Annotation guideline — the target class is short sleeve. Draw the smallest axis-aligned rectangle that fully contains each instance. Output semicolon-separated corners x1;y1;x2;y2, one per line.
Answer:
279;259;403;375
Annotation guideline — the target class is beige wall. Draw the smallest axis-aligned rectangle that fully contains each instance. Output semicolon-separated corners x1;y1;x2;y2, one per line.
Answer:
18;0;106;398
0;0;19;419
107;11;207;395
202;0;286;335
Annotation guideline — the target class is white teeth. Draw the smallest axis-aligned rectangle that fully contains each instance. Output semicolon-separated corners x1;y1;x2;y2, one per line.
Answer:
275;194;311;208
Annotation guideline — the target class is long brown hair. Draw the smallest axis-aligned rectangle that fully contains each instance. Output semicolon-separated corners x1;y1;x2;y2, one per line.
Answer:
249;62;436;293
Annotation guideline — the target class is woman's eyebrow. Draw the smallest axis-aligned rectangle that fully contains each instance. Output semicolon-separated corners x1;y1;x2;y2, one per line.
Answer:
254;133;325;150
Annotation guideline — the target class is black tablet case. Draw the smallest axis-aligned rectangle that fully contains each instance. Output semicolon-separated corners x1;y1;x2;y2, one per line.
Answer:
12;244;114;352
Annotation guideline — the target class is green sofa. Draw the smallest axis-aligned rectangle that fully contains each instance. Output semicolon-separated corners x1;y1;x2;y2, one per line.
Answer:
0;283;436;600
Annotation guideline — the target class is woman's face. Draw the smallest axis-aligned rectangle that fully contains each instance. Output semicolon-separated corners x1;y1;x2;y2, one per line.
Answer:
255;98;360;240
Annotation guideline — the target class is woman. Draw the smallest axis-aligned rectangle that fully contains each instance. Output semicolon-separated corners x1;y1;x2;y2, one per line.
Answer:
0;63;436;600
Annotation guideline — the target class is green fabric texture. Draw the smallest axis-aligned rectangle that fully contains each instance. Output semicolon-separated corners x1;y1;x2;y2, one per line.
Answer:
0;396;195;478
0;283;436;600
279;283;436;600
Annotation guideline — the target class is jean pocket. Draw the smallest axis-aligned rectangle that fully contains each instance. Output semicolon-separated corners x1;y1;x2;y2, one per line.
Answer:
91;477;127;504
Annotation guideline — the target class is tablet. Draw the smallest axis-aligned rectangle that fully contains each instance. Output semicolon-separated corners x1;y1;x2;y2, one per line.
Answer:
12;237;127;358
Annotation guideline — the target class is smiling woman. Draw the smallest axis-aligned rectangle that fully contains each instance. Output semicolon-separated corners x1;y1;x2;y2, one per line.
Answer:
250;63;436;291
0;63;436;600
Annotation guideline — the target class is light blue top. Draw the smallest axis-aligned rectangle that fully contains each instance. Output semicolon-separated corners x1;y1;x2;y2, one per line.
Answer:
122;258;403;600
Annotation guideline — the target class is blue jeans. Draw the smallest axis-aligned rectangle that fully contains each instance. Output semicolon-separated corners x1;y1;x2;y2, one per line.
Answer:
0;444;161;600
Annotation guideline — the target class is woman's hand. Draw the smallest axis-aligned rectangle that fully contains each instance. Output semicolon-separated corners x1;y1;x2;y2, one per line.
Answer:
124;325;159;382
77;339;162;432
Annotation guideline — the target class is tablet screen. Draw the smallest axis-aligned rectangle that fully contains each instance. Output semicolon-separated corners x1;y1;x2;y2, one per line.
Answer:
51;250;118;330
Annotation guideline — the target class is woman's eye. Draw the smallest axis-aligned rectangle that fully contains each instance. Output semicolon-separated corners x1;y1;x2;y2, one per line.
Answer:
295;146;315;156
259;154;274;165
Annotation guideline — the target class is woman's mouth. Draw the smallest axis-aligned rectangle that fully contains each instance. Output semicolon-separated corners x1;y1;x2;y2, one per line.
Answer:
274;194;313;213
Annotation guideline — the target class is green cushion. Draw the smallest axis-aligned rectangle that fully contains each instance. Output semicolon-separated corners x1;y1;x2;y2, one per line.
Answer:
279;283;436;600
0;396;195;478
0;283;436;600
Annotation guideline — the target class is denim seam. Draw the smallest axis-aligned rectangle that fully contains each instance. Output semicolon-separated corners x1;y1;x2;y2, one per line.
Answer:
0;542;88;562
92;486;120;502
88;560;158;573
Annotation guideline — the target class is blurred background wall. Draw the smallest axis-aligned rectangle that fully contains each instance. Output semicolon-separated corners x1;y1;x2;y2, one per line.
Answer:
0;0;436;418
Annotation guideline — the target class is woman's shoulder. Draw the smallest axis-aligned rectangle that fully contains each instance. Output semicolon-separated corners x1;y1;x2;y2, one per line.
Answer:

WORK TO DO: Can you write out all the records again, swapping "smallest axis-aligned rectangle" for "tightest axis-aligned box" and leaving everything else unchanged?

FULL SOLUTION:
Annotation guideline — the target class is short sleeve. Draw the tightest axis-aligned box that fully contains each instance. Output semicolon-separated corners x1;y1;x2;y2, one per line.
Answer:
279;259;403;375
Annotation guideline — the target class is beige wall. Draw the tightest axis-aligned box that fully contains each instance. Output semicolon-separated corners x1;y1;x2;y2, one per line.
Answer:
18;0;106;398
0;0;19;419
107;11;207;395
202;0;286;335
Annotation guideline — the target class is white teeth. Draw the tightest axis-aligned box that fully contains each instance. Output semicolon-separated corners x1;y1;x2;y2, one per line.
Answer:
275;194;311;208
Annotation guideline — the target class is long brown hair. Draw the tightest axis-aligned box that fully contains each instance. Output semicolon-separated corners x1;y1;x2;y2, one per line.
Answer:
249;62;436;293
Annotation guideline — the target class is woman's eyebrow. Draw the tightest axis-aligned box that fully contains each instance. Output semicolon-separated corners x1;y1;x2;y2, one per line.
Answer:
254;133;325;150
Annotation guideline — the target class is black tablet case. Draw the tightest axis-aligned box that fully contains each instance. Output semicolon-separated corners x1;y1;x2;y2, one per line.
Answer:
12;244;114;352
Annotation guideline — the target class is green sofa. Draw the tightest axis-aligned box that fully contains each instance. Output semicolon-separated corners x1;y1;x2;y2, one per line.
Answer:
0;283;436;600
Annotation guideline — the target class is woman's face. Draw the tightest axis-aligned box that fully contains each instance. Output semicolon-separated corners x1;y1;x2;y2, one per line.
Answer:
255;98;360;240
Annotation guideline — the target class is woman. Draw the tightest axis-aligned box that fully contains each instance. Output semicolon-separated corners x1;y1;x2;y2, one per line.
Answer:
0;63;436;600
Annotation guideline — the target class is green fabric texture. Draw the tightest axis-aligned box that fully contains each instance. Output semicolon-separated corners x1;y1;x2;y2, one per line.
Answer:
0;396;195;478
0;283;436;600
279;283;436;600
Annotation guideline — the target class is jean pocket. Draw the tightest axis-aligned box that fully contains each instance. Output semicolon-separated corners x1;y1;x2;y2, one per line.
Answer:
91;477;127;504
Annotation guideline — the target class is tablet. Draw the tightest axis-aligned box that fully contains each instance. Output semicolon-separated corners x1;y1;x2;y2, one per line.
Answer:
12;237;127;358
Annotation guideline — the target class is smiling woman. Draw the tightest axis-aligned box that fully contains each instance. Output semicolon-separated corners x1;y1;x2;y2, one per line.
Answer:
250;63;436;291
0;63;436;600
Annotation guideline — the target class is light blue top. Draw the tightest axis-aligned box that fully contains each instance. Output semicolon-separated corners x1;y1;x2;y2, one per line.
Answer:
122;258;403;600
Annotation guideline — the target class is blue jeans. Draw the tightest axis-aligned box that fully contains each instance. Output semicolon-separated corners x1;y1;x2;y2, one per line.
Answer:
0;444;161;600
Annotation guideline — the target class is woman's hand. Draw the tightest axis-aligned box that fully contains each instance. Output semicolon-separated corners x1;y1;x2;y2, one per line.
Answer:
124;325;159;382
77;339;162;432
Annotation guideline — the target class is tablet screen. Draw the tightest axis-aligned box that fully contains each instance. Output semicolon-separated corners x1;y1;x2;y2, one per line.
Answer:
51;250;118;330
Annotation guideline — the target class is woman's eye. Draw the tightest axis-aligned box that fully contains each instance. Output semicolon-separated corners x1;y1;x2;y2, one per line.
Answer:
295;146;315;156
259;154;274;165
Annotation guideline — the target class is woman's mouth. Draw the tightest axis-aligned box that fully contains each instance. Output semicolon-separated corners x1;y1;x2;y2, one per line.
Answer:
274;194;313;213
Annotation guideline — the target class is green cushion. Draw the tightest axis-aligned box that fully contains each instance. Output semicolon-separated corners x1;y1;x2;y2, one per line.
Answer:
279;283;436;600
0;396;195;478
0;283;436;600
Annotation guideline — the target class is denim seam. Draw the tightest axis-aligned box that fully contains each instance. Output semicolon-separated corners x1;y1;x2;y2, one per line.
Answer:
0;542;88;562
92;486;120;502
88;560;158;573
Annotation guideline — the target class is blurred background wall. Draw the tightest axis-aligned box that fully contains each instance. Output semicolon-separated corners x1;y1;x2;y2, one per line.
Answer:
0;0;436;418
Annotation guideline — the target class is woman's shoulder. Draw the tightest axis-aligned box that fully contains each instance. Output semicolon-separated corners x1;y1;x2;y2, one per line.
Answer:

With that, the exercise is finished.